__Selected text__:
.....

As others have suggested, you really should have consulted with an attorney before you moved out. At this point, moving back in, cutting off the support- with a court date looming- will only make you look bad to the courts. Of course she will tell the courts you have been living separate and apart, and you only just moved in right before the court date. In that respect, your fate is sealed. 

See an attorney, and find a good one. Expect them to shake their heads when you tell them about your own self imposed exile and support payments. 

A good attorney will probably tell your wife not to go job hunting anytime soon because if she starts working it will decrease her support award. She will likely try to make a case that she was a devoted, loving wife but you left her and the children and filed for divorce so you could live the exciting single life and/or imply that you've got someone else on the side, even if she has not one shred of proof. That's how it works.


----------



## smallsteps (Feb 23, 2013)

Alimony formula in NJ:

Husband's pay - wife's pay OR earning potential (base is 20,000 for a high school graduate) \ 1/3 = total alimony payment.

Lifetime alimony is standard if they are married over ten years.

The judge will force her to get a full time job, part time won't be accepted.

Support is based on percentage until the child finishes college.

This is the standard UNLESS he can prove she is having an affair, then the ball falls back into his court.


----------



## bleepbloop (Aug 18, 2013)

How were things unhealthy in your relationship so much that you felt one of you needed to move out. All I've heard is that she's cold and you're warm. And u work and she doesn't but that seems reasonable.
_Posted via Mobile Device_


----------



## confused in NJ (Sep 12, 2013)

What was I supposed to do. The mortgage is in my name alone. I have to pay the mortgage or hurt my credit. One of us had to leave it was to unhealthy for the children. She's incredibly stubborn and unreasonable and refused to leave. Although she's passive aggressive most of the time and doesn't talk or communicate there were times when she got violent with me. I never even came close to being violent with her no way I would never do that. I really had no choice and now I'm going to get screwed for doing the right thing
_Posted via Mobile Device_


----------



## smallsteps (Feb 23, 2013)

confused in NJ said:


> What was I supposed to do. The mortgage is in my name alone. I have to pay the mortgage or hurt my credit. One of us had to leave it was to unhealthy for the children. She's incredibly stubborn and unreasonable and refused to leave. Although she's passive aggressive most of the time and doesn't talk or communicate there were times when she got violent with me. I never even came close to being violent with her no way I would never do that. I really had no choice and now I'm going to get screwed for doing the right thing
> _Posted via Mobile Device_


No you're not if you do this right from here on out.

First do you have a lawyer?

Second,do you suspect there is someone else? Have you checked into it because there is a very good possibility there is.


----------



## Openminded (Feb 21, 2013)

She got what she wanted. You out of the house and financially supporting her. Her life remained the same except you were gone. Why would she want a divorce. Your mistake was moving out and letting it drag out for 18 months. With the description you gave, why would you have been reluctant to end it. Sounds like it was miserable and she didn't want to fix it.

.....

[Object detection data]
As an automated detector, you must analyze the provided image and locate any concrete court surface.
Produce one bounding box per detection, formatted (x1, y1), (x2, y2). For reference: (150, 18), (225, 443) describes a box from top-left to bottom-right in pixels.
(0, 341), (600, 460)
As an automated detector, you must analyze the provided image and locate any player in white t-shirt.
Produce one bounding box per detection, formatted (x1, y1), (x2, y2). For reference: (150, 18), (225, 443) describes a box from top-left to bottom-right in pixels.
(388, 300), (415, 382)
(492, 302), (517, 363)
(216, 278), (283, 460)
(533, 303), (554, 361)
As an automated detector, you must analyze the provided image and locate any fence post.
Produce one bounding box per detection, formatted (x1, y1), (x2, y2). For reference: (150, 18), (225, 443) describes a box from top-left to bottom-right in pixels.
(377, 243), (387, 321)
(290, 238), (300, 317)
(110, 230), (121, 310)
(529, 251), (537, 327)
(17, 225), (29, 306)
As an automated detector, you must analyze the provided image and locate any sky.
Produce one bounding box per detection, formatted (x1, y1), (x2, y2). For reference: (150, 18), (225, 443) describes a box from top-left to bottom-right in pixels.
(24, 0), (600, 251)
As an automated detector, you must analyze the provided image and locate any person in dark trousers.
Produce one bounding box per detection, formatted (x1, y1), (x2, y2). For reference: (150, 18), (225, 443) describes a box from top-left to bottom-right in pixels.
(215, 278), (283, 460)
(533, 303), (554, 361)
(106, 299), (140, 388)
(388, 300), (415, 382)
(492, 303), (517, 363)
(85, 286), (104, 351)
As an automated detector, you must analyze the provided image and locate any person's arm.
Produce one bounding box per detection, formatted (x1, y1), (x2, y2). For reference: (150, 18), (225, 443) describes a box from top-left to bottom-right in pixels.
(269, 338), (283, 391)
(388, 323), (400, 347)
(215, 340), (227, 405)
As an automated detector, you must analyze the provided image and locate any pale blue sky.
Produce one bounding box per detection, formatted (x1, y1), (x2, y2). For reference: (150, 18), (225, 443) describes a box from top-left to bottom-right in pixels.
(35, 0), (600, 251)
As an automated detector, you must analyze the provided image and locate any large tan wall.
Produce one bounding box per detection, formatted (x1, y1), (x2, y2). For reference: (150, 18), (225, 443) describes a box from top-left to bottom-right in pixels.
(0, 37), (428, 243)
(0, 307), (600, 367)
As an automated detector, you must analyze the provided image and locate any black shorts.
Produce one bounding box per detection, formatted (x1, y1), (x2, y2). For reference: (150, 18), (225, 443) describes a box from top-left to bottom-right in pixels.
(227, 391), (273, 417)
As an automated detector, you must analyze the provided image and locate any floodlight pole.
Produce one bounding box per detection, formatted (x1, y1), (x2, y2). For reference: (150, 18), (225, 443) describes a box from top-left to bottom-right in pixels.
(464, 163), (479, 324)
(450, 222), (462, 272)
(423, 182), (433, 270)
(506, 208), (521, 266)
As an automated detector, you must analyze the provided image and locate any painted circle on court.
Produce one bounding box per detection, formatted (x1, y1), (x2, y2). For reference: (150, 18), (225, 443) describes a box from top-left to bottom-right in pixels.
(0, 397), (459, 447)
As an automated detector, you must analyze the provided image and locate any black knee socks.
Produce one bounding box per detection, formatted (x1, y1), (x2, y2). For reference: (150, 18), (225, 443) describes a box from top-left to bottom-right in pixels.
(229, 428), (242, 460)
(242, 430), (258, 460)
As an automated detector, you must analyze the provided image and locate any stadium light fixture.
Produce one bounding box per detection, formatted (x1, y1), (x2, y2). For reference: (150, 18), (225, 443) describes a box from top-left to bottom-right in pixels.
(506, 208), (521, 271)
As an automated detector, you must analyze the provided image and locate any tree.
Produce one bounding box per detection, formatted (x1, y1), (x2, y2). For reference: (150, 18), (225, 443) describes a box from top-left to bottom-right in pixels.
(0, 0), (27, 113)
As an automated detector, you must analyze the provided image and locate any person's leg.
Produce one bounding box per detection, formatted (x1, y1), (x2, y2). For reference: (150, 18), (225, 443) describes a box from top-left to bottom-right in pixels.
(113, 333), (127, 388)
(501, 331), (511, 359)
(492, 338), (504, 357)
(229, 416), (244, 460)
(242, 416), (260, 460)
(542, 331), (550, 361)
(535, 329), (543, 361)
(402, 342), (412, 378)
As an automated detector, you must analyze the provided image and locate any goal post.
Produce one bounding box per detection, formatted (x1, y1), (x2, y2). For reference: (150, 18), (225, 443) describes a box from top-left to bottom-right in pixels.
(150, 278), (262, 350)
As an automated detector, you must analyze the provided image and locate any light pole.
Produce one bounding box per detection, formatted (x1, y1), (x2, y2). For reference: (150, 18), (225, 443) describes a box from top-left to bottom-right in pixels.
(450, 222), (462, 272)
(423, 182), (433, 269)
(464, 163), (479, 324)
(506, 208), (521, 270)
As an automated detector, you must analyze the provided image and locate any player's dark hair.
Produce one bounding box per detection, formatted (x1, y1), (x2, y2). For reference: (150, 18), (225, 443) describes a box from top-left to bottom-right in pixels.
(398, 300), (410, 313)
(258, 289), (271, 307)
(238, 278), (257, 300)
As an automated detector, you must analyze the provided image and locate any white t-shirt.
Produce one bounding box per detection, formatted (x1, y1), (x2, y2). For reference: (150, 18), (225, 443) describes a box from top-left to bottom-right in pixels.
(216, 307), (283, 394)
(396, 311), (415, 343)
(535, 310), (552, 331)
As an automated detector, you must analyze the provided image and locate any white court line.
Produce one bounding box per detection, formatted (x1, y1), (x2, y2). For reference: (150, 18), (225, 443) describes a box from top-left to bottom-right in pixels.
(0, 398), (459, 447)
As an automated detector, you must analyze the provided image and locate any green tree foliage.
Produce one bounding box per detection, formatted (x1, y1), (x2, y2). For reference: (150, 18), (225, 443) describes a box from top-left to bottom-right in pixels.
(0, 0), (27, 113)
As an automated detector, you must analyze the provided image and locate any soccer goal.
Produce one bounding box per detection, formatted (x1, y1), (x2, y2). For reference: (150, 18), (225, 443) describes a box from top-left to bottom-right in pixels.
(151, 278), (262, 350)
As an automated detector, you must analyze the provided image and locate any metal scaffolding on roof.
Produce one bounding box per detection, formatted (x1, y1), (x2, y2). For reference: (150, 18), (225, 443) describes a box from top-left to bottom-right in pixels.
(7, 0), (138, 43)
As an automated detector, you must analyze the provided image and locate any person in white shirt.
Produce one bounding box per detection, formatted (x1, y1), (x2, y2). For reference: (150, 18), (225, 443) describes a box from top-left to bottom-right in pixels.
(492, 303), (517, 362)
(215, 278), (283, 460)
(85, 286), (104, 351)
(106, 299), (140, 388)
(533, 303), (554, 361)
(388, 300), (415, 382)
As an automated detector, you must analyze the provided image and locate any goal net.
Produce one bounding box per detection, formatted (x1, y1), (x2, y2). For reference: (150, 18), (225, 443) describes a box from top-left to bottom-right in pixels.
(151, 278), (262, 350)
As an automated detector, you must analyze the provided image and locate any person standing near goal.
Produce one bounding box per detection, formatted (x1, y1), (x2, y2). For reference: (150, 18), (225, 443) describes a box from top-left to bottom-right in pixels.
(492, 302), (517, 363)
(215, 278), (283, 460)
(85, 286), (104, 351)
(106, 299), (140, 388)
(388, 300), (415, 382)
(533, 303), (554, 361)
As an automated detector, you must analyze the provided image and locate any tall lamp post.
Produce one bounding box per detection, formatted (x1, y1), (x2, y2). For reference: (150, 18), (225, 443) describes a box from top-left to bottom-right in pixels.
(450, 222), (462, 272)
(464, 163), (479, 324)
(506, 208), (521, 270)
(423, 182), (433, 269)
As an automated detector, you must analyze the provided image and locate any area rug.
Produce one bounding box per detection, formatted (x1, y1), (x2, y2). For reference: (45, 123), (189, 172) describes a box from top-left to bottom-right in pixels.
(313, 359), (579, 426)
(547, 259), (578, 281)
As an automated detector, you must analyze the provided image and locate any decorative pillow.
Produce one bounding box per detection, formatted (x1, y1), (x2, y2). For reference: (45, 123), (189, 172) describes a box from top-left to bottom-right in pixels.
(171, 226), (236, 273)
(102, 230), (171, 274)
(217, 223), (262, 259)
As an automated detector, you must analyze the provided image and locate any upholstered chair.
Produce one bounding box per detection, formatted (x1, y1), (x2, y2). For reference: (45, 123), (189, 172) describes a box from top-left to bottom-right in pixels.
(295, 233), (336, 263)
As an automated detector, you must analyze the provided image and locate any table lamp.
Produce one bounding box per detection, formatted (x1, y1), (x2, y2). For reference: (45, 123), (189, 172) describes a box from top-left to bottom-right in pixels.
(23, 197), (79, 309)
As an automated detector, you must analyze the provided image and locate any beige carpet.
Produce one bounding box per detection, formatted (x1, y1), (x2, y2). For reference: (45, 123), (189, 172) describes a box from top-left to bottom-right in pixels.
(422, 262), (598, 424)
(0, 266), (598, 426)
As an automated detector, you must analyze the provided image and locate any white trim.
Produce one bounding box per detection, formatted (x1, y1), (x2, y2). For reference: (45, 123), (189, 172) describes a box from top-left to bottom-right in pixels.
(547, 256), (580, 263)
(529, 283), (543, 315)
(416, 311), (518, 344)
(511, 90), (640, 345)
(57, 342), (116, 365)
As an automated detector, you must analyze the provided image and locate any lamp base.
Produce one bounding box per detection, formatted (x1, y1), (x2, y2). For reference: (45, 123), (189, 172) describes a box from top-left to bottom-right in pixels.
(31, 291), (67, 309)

.....

__Work to complete__:
**a.** List every username that appears as a post header in the forum thread, each one only once, in order of first appearance.
**b.** Reproduce the part of the forum thread that begins with the words containing "She got what" and ends with "want to fix it.".

__The answers__:
**a.**
smallsteps
bleepbloop
confused in NJ
Openminded

**b.**
She got what she wanted. You out of the house and financially supporting her. Her life remained the same except you were gone. Why would she want a divorce. Your mistake was moving out and letting it drag out for 18 months. With the description you gave, why would you have been reluctant to end it. Sounds like it was miserable and she didn't want to fix it.